>> START Task inputs
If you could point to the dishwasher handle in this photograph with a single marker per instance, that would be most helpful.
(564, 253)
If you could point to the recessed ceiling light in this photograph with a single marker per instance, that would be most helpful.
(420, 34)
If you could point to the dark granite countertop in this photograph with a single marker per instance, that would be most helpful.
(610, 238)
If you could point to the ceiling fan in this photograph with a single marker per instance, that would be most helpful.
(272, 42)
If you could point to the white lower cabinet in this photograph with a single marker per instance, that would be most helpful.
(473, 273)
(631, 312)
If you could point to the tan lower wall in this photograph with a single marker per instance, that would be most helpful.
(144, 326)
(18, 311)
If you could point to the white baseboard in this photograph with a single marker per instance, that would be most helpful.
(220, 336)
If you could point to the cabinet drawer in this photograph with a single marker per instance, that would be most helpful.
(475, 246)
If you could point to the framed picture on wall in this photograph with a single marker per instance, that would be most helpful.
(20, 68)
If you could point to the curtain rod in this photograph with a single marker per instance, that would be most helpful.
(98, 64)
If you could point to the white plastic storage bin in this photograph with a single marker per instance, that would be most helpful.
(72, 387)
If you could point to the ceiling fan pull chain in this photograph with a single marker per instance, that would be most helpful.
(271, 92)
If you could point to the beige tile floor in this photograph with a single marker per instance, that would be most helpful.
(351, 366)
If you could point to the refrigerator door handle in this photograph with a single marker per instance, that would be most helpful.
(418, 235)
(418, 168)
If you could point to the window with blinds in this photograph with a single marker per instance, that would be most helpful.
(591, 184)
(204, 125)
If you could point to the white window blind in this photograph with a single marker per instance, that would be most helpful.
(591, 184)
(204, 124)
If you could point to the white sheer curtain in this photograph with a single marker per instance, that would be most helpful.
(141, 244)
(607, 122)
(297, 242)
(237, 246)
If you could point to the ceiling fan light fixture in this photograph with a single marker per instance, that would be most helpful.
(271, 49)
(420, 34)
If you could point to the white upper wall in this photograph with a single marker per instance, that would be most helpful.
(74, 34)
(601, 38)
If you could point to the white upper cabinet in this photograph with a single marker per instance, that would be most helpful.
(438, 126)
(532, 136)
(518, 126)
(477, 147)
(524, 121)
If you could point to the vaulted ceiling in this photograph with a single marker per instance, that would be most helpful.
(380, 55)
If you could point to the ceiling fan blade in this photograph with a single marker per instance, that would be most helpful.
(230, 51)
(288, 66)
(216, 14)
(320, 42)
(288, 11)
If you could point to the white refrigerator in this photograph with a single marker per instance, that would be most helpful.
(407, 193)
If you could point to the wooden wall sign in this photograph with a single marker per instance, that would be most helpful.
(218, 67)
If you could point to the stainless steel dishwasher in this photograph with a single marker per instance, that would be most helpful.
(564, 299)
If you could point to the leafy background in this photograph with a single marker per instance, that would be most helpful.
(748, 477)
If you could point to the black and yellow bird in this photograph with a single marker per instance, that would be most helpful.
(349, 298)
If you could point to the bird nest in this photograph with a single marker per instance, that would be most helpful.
>> END Task inputs
§ **Task description**: Lay out as a numbered list the lines from the one containing "If you could point to the leafy" through the end of the entries, inclusive, leaving out any blank lines.

§ **Output of the task**:
1. If you could point to the leafy background in this photograph with a single marker per instance, that would be most helpful.
2. (748, 477)
3. If you could point to the black and yellow bird in this photograph with a single marker per instance, that would be most helpful.
4. (349, 298)
5. If you could point to the bird nest in this photograph with a single marker per instance, that would be most helpful.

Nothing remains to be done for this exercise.